**Source document**
----
Re: Seriously strange spider behavior

Mohammed Hamdy Tue, 02 Dec 2014 06:50:42 -0800

Thanks for your reply. I was using a proxy middleware to route requests 
through tor. It was the site denying requests from tor nodes that's causing 
that problem. So I disabled the middleware and now requests go through 
fine. As I said before, there's nothing wrong with the spider itself, since 
it works outside the application just fine.
----
**Data section**
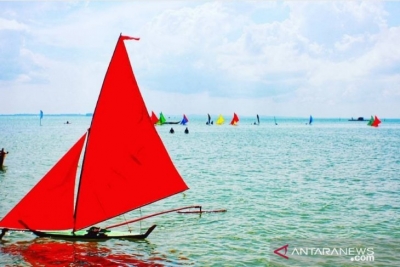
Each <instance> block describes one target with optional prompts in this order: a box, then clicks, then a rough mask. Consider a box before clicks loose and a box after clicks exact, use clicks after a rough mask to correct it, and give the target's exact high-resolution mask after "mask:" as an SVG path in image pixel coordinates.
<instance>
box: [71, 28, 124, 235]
mask: <svg viewBox="0 0 400 267" xmlns="http://www.w3.org/2000/svg"><path fill="white" fill-rule="evenodd" d="M121 36H122V33H120V34H119V38H118V41H117V44H116V45H115V48H114V52H113V55H112V57H111V58H113V57H114V55H115V51H116V50H117V47H118V44H119V41H120V39H121ZM110 66H111V64H109V65H108V67H107V72H106V75H105V76H104V79H103V84H102V86H101V89H100V94H99V97H98V98H97V102H96V107H95V108H94V112H93V116H92V121H91V122H90V127H89V129H88V130H87V137H86V144H85V151H84V154H83V159H82V168H81V172H80V175H79V184H78V192H77V194H76V201H75V208H74V227H73V232H75V231H76V216H77V212H78V200H79V194H80V188H81V182H82V173H83V172H82V170H83V168H84V166H85V159H86V151H87V150H86V148H87V146H88V144H89V136H90V129H91V128H92V124H93V118H94V117H95V115H96V110H97V107H98V104H99V100H100V97H101V94H102V92H103V88H104V81H105V77H107V73H108V71H109V69H110Z"/></svg>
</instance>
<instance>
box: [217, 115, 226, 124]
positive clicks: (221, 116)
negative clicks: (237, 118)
mask: <svg viewBox="0 0 400 267" xmlns="http://www.w3.org/2000/svg"><path fill="white" fill-rule="evenodd" d="M224 122H225V119H224V117H222V115H219V117H218V119H217V121H216V122H215V123H216V124H217V125H222V124H224Z"/></svg>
----
**Activity**
Reproduce the forum reply about the spider word for word, from "Re: Seriously strange" to "application just fine.". The data come from a separate source.

**Written response**
Re: Seriously strange spider behavior

Mohammed Hamdy Tue, 02 Dec 2014 06:50:42 -0800

Thanks for your reply. I was using a proxy middleware to route requests 
through tor. It was the site denying requests from tor nodes that's causing 
that problem. So I disabled the middleware and now requests go through 
fine. As I said before, there's nothing wrong with the spider itself, since 
it works outside the application just fine.